_Stored entries_
● ● ●
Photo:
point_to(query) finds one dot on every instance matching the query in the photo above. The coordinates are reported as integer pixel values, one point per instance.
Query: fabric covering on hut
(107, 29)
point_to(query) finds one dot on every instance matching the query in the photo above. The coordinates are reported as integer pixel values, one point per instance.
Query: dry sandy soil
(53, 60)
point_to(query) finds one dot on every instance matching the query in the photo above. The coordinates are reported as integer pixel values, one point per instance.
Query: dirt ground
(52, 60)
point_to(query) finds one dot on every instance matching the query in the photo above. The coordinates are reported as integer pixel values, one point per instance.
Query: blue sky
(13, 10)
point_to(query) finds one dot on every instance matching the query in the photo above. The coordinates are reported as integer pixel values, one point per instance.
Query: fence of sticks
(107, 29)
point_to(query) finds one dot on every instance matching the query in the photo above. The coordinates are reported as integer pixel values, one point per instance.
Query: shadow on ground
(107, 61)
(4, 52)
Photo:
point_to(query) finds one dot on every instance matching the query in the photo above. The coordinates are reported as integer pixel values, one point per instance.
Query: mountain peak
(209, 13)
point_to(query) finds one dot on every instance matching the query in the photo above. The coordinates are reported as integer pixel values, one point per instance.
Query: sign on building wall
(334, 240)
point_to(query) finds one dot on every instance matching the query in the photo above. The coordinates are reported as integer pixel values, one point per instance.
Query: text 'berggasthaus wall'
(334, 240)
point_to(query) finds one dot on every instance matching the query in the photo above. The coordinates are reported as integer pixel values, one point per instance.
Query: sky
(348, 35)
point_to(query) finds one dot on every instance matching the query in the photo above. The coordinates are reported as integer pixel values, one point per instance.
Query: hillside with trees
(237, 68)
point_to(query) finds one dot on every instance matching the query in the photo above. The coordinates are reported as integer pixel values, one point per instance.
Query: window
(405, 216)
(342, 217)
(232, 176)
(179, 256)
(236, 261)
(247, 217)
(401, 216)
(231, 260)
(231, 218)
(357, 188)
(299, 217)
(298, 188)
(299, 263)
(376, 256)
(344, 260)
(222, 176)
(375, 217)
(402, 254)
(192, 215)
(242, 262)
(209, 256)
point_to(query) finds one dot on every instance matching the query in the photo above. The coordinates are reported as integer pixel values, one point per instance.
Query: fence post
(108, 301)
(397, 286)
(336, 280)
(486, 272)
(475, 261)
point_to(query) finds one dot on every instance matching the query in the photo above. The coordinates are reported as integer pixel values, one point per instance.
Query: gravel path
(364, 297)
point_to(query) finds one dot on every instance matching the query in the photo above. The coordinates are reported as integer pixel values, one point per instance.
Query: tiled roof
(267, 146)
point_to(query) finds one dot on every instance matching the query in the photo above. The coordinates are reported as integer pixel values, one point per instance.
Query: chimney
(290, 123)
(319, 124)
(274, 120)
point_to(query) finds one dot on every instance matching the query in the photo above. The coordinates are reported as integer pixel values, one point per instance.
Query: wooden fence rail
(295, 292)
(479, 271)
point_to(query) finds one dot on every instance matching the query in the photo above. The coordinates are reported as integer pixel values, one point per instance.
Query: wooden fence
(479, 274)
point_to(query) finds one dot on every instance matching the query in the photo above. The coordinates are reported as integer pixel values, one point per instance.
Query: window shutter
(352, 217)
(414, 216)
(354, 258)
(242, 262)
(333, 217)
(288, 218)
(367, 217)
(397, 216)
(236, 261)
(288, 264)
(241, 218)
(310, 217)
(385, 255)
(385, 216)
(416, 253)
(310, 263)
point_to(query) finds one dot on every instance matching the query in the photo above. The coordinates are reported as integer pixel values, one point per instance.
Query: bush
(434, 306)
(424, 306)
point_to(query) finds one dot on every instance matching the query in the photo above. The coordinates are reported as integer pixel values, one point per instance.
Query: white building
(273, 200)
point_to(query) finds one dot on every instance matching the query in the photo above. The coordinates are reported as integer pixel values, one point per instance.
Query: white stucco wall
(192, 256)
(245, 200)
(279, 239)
● ● ●
_Exercise details_
Copy down the complete data exactly as supplied.

_Reply_
Photo:
point_to(query) finds one dot on every instance matching the query in the photo above. The coordinates are reported as integer pixel values, one point per instance.
Query: fabric covering on hut
(107, 29)
point_to(query) finds one dot on every instance matching the query in the photo above. The coordinates are reported as integer pixel values, one point per instance.
Query: dry sandy soil
(53, 60)
point_to(query) finds one dot on every instance matching the query in the photo above. The coordinates are reported as integer pixel values, one point per instance.
Query: dirt ground
(52, 60)
point_to(query) finds one dot on every instance matching the query in the photo above. The coordinates are reported as integer pixel values, one point per instance.
Query: blue sky
(13, 10)
point_to(query) finds one dot on every instance matching the query in the photo above. The coordinates are reported as integer pixel values, one point per instance.
Query: fence of sticks
(107, 29)
point_to(query) finds one dot on every instance matching the query in the photo above. The coordinates are reported as integer pixel values, one point per instance.
Query: shadow on ground
(107, 61)
(4, 52)
Photo:
point_to(query) finds one dot on every instance matching the query in the photo above. The coordinates are reported as integer pixel values, one point per instance.
Query: mountain peak
(209, 13)
point_to(query) finds one dot on every instance matching the query in the photo above. The coordinates are reported as integer pixel values, one point per instance.
Query: sign on building wall
(334, 240)
point_to(query) finds one dot on every instance matching the query in the photo above. The coordinates are reported as integer pixel values, one point per instance.
Query: text 'berggasthaus wall'
(334, 240)
point_to(query) finds one dot on every instance matching the query in the photo above. The coordinates are reported as integer pixel values, one point per instance.
Query: sky
(348, 35)
point_to(query) finds one dot on every instance matching the query in the photo above. The coordinates are reported as integer pixel values, one point per instance.
Query: hillside with trees
(237, 68)
point_to(query) finds one dot on every instance matching the query in the photo above. The coordinates are reported as integer pixel values, one point per instance.
Query: window
(405, 216)
(342, 217)
(232, 176)
(179, 256)
(236, 261)
(247, 217)
(401, 216)
(231, 260)
(231, 218)
(357, 188)
(299, 217)
(298, 188)
(299, 263)
(376, 256)
(344, 260)
(222, 176)
(375, 217)
(402, 254)
(192, 215)
(242, 262)
(209, 256)
point_to(query) finds one dot on every instance matching the query in the photo above. The coordinates are reported as integer pixel values, one point per instance.
Query: fence post
(108, 301)
(397, 286)
(336, 280)
(486, 272)
(475, 261)
point_to(query) finds one dot on every instance matching the query in the photo above. The coordinates are reported as integer pixel values, one point per instance.
Query: gravel path
(364, 297)
point_to(query) finds one dot on every instance matching the query in the photo above. The coordinates are reported as integer pixel values, one point per instance.
Query: tiled roof
(267, 146)
point_to(query) finds one dot on every instance matching the query in the photo above. The coordinates are reported as integer pixel values, one point per instance.
Query: chimney
(290, 123)
(319, 124)
(274, 120)
point_to(query) finds one dot on every instance matching the query in the photo above. The coordinates are reported as integer pixel values, one point per instance.
Query: wooden fence rail
(295, 292)
(479, 271)
point_to(query) finds one dot on every instance matching the query in the photo above. The coordinates are reported as integer pixel values, one point per instance.
Query: wooden fence
(479, 274)
point_to(query) finds one dot on every instance matching the query in the photo above. The coordinates are reported as integer pixel values, one point per instance.
Query: window shutter
(352, 217)
(414, 216)
(354, 258)
(242, 262)
(333, 217)
(288, 218)
(367, 217)
(397, 216)
(236, 261)
(288, 264)
(241, 218)
(310, 217)
(385, 255)
(385, 216)
(416, 253)
(310, 263)
point_to(query) finds one dot on every instance matching the query in the photo above. The coordinates are reported as integer pixel values, one point per instance.
Query: bush
(434, 306)
(424, 306)
point_to(query) finds one dot on every instance matching the query in the photo above. The coordinates are reported as integer pixel values, one point per instance.
Query: white building
(273, 200)
point_to(query) finds one dot on every instance matching the query in the photo above. The coordinates are reported as integer pixel values, one point per instance.
Query: white stucco wall
(192, 256)
(245, 200)
(279, 239)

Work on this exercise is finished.